→ PROBLEM
Lines in the entries below where the word "beam" shows up should each be copied.

(Data excerpts)
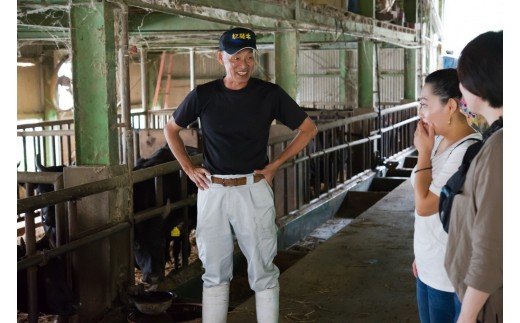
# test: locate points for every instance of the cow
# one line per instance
(151, 253)
(54, 294)
(337, 159)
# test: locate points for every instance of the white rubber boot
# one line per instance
(267, 305)
(215, 302)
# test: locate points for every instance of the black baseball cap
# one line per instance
(236, 39)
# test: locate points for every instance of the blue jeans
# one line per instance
(435, 306)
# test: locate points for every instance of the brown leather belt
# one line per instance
(235, 181)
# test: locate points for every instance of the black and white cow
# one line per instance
(151, 253)
(54, 294)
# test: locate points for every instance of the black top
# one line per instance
(236, 123)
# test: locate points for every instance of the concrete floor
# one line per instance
(361, 274)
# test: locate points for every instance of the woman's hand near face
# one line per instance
(424, 138)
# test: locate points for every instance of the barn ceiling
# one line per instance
(168, 24)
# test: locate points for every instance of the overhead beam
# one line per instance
(273, 16)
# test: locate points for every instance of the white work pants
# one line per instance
(250, 210)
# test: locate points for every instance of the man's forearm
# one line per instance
(177, 146)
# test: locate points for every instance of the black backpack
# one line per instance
(454, 184)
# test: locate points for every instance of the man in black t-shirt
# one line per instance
(235, 179)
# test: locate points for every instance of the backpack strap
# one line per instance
(460, 143)
(454, 184)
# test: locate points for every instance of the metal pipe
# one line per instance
(59, 215)
(38, 177)
(91, 237)
(192, 68)
(45, 133)
(75, 192)
(125, 85)
(32, 273)
(144, 83)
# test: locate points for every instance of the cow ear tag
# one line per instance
(175, 232)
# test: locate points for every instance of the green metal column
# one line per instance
(286, 61)
(410, 74)
(94, 68)
(366, 64)
(410, 55)
(343, 77)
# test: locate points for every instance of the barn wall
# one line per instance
(29, 93)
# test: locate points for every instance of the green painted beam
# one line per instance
(94, 70)
(366, 64)
(261, 15)
(410, 74)
(286, 61)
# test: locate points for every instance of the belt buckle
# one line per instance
(230, 182)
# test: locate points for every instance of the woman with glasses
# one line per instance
(441, 139)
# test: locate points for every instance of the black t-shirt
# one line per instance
(236, 123)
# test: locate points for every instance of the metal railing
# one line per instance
(54, 140)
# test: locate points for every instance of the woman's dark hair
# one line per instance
(480, 67)
(445, 84)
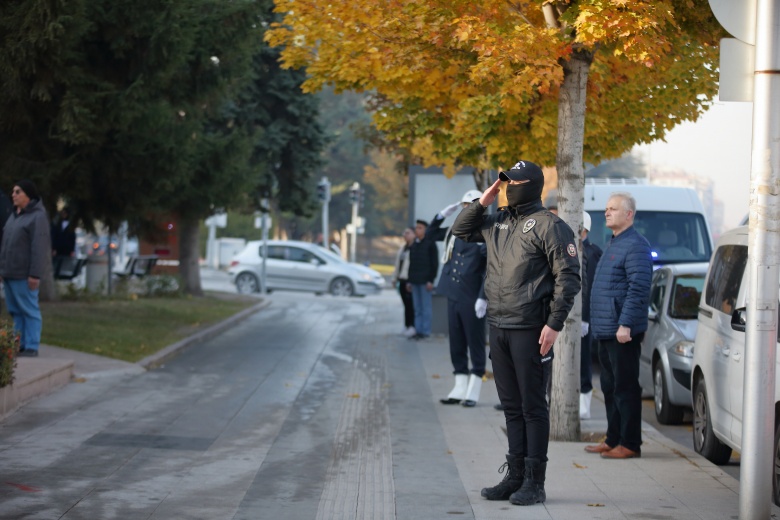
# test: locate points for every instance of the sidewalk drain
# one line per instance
(161, 442)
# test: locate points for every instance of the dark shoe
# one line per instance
(598, 448)
(513, 480)
(449, 401)
(532, 490)
(621, 452)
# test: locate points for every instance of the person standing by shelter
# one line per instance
(401, 277)
(533, 276)
(618, 320)
(591, 254)
(423, 267)
(24, 253)
(462, 281)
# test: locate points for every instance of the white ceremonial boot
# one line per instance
(585, 405)
(472, 393)
(458, 391)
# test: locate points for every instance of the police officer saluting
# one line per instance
(533, 275)
(462, 282)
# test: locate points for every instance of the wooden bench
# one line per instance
(138, 266)
(67, 267)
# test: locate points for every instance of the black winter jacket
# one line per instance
(423, 261)
(533, 272)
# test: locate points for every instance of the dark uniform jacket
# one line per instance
(463, 270)
(621, 287)
(423, 261)
(533, 272)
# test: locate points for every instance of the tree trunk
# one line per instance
(564, 409)
(47, 291)
(189, 257)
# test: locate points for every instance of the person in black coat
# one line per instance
(63, 234)
(591, 254)
(423, 268)
(462, 281)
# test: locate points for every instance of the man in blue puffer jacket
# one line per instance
(618, 320)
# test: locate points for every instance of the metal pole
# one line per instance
(353, 242)
(757, 461)
(264, 206)
(212, 243)
(325, 217)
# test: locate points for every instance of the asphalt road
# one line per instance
(243, 427)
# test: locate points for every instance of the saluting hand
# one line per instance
(546, 339)
(490, 194)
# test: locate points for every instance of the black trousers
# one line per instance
(521, 381)
(467, 337)
(586, 365)
(622, 392)
(406, 298)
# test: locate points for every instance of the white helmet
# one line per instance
(470, 195)
(586, 221)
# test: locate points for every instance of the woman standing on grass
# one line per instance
(25, 249)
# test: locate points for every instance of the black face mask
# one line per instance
(519, 194)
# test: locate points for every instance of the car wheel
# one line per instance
(665, 411)
(341, 287)
(247, 283)
(776, 469)
(704, 440)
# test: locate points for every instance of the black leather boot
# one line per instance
(513, 479)
(532, 490)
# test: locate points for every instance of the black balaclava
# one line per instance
(530, 191)
(29, 189)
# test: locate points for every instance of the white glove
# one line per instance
(480, 307)
(449, 210)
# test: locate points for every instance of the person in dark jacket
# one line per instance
(462, 282)
(618, 320)
(591, 254)
(63, 235)
(423, 267)
(533, 276)
(24, 253)
(400, 276)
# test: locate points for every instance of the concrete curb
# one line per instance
(161, 355)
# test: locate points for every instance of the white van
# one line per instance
(718, 372)
(671, 218)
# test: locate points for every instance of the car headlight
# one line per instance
(683, 349)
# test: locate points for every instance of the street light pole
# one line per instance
(757, 456)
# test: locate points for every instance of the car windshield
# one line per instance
(333, 257)
(674, 237)
(685, 296)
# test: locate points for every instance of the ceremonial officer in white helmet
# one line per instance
(533, 275)
(462, 281)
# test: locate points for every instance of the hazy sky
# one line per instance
(717, 146)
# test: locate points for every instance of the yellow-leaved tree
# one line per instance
(485, 83)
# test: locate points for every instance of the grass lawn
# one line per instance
(129, 329)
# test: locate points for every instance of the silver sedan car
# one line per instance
(301, 266)
(667, 350)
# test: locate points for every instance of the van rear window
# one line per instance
(675, 237)
(726, 270)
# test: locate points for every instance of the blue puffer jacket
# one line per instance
(621, 288)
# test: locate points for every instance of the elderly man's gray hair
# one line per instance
(629, 202)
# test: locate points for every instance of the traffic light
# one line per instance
(354, 193)
(323, 191)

→ RESPONSE
# test: locate points for every instance of the overhead beam
# test: locate points for every instance of the green painted beam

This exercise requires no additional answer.